§ **Extracted text**
☆ ☆ ☆ ☆ ☆ ☆ ☆

Siemens AG (SI) reported earnings per share from continuing operations of €3.58 ($4.89 per ADR) for the second quarter of fiscal 2011 compared with €1.62 per ADR in the year-ago quarter. These increases were due predominantly to higher Total Sectors profit including the pretax €1.520 billion gain from the sale of the Energy Sector’s 34% stake in Areva NP to Areva S.A.
All Sectors delivered higher orders and revenue in the second quarter. Revenue increased 7% with growth in all three reporting regions to €17.7 billion ($24.2 billion).
Orders climbed 28% to €20.6 billion ($28.1 billion) on growth across all Sectors and large contract wins, which led to a new high in order intake in the Energy Sector. All regions delivered double-digit order growth, led by the region comprising Europe, the Commonwealth of Independent States, Africa and the Middle East (Europe/CAME) and Asia, Australia.
Within Europe, strong growth in Germany included several large Energy orders. Globally, emerging markets again grew significantly faster than orders overall, at 52%, and accounted for €7.475 billion, or 36%, of total orders for the quarter.
The book-to-bill ratio was 1.17 and the backlog for the sectors totaled €92 billion.
Sectoral and Regional Performance
The company has three operating sectors, Industry, Energy and Healthcare.
Energy orders climbed more than 50% on the strength of a number of large contract wins at Fossil Power Genera-tion, Renewable Energy and Power Transmission. Double-digit order growth in Industry included strong increases at all Divisions. Order growth in Healthcare was solid across its businesses.

☆ ☆ ☆ ☆ ☆ ☆ ☆

(Natural-language object grounding records)
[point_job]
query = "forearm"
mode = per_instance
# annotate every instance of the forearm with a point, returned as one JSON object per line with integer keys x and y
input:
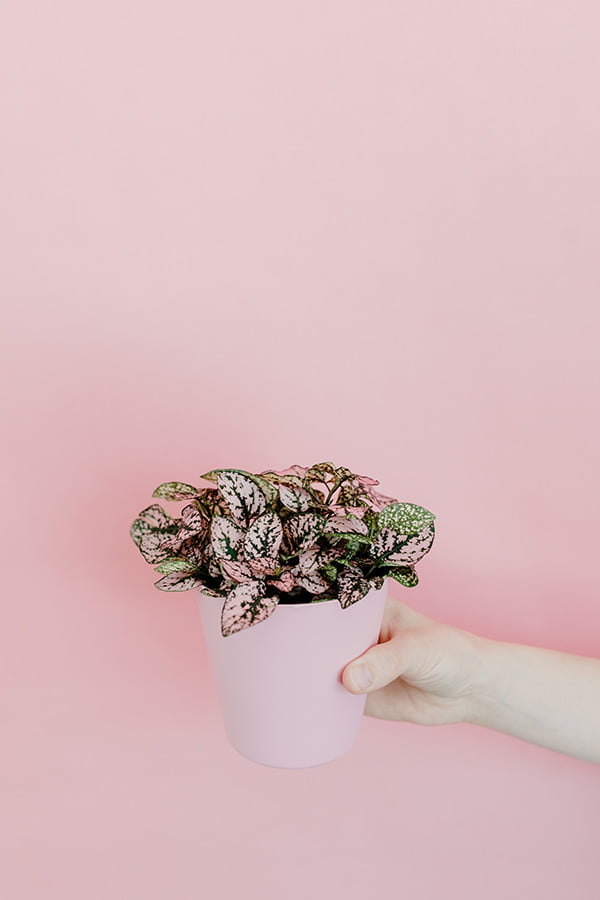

☆ ☆ ☆ ☆ ☆ ☆ ☆

§ **Your instructions**
Reproduce the passage of the Siemens earnings report from "Sectoral and Regional" down to "across its businesses.". These records were taken from a different source than the text.

§ **Written response**
Sectoral and Regional Performance
The company has three operating sectors, Industry, Energy and Healthcare.
Energy orders climbed more than 50% on the strength of a number of large contract wins at Fossil Power Genera-tion, Renewable Energy and Power Transmission. Double-digit order growth in Industry included strong increases at all Divisions. Order growth in Healthcare was solid across its businesses.